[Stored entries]
++++++++++++++++++++

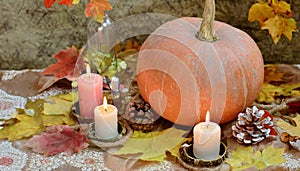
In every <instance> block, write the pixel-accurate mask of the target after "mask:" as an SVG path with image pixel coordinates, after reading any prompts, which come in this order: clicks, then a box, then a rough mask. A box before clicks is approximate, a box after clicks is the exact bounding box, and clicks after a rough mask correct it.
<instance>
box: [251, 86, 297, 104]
mask: <svg viewBox="0 0 300 171" xmlns="http://www.w3.org/2000/svg"><path fill="white" fill-rule="evenodd" d="M299 88H300V83H295V84H282V85H280V86H275V85H271V84H268V83H264V84H263V87H262V89H261V90H260V92H259V93H258V97H257V99H256V100H257V101H258V102H259V103H263V102H265V103H271V102H274V101H275V100H276V98H277V97H281V96H284V97H296V96H300V90H299Z"/></svg>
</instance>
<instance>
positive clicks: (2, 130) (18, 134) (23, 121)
mask: <svg viewBox="0 0 300 171" xmlns="http://www.w3.org/2000/svg"><path fill="white" fill-rule="evenodd" d="M44 103H45V101H44V100H41V99H38V100H35V101H34V102H32V101H28V102H27V104H26V106H25V110H21V109H19V110H17V111H18V114H17V116H16V119H17V122H14V123H13V124H11V125H9V126H5V127H4V128H3V129H2V130H0V139H4V138H7V139H8V140H9V141H13V140H18V139H22V138H28V137H31V136H33V135H37V134H40V133H41V132H42V131H44V130H45V129H46V126H51V125H62V124H68V125H74V124H76V121H75V120H74V119H73V117H72V116H71V114H70V113H69V114H62V115H45V114H44V113H43V112H42V111H44V109H43V106H44ZM54 107H55V106H54ZM26 109H30V110H33V111H34V114H33V116H29V115H26V114H25V111H26Z"/></svg>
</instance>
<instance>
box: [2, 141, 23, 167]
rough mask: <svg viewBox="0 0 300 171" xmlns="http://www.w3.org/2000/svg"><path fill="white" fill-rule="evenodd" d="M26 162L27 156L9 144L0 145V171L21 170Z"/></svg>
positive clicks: (6, 143)
mask: <svg viewBox="0 0 300 171" xmlns="http://www.w3.org/2000/svg"><path fill="white" fill-rule="evenodd" d="M26 162H27V154H26V153H25V152H22V151H21V150H19V149H16V148H14V147H13V146H12V144H11V143H10V142H7V141H5V142H1V143H0V170H1V171H12V170H14V171H18V170H20V171H21V170H22V169H23V168H24V166H25V164H26Z"/></svg>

++++++++++++++++++++

State how many lines of the records contain the string "http", with case counting, and give only the number.

4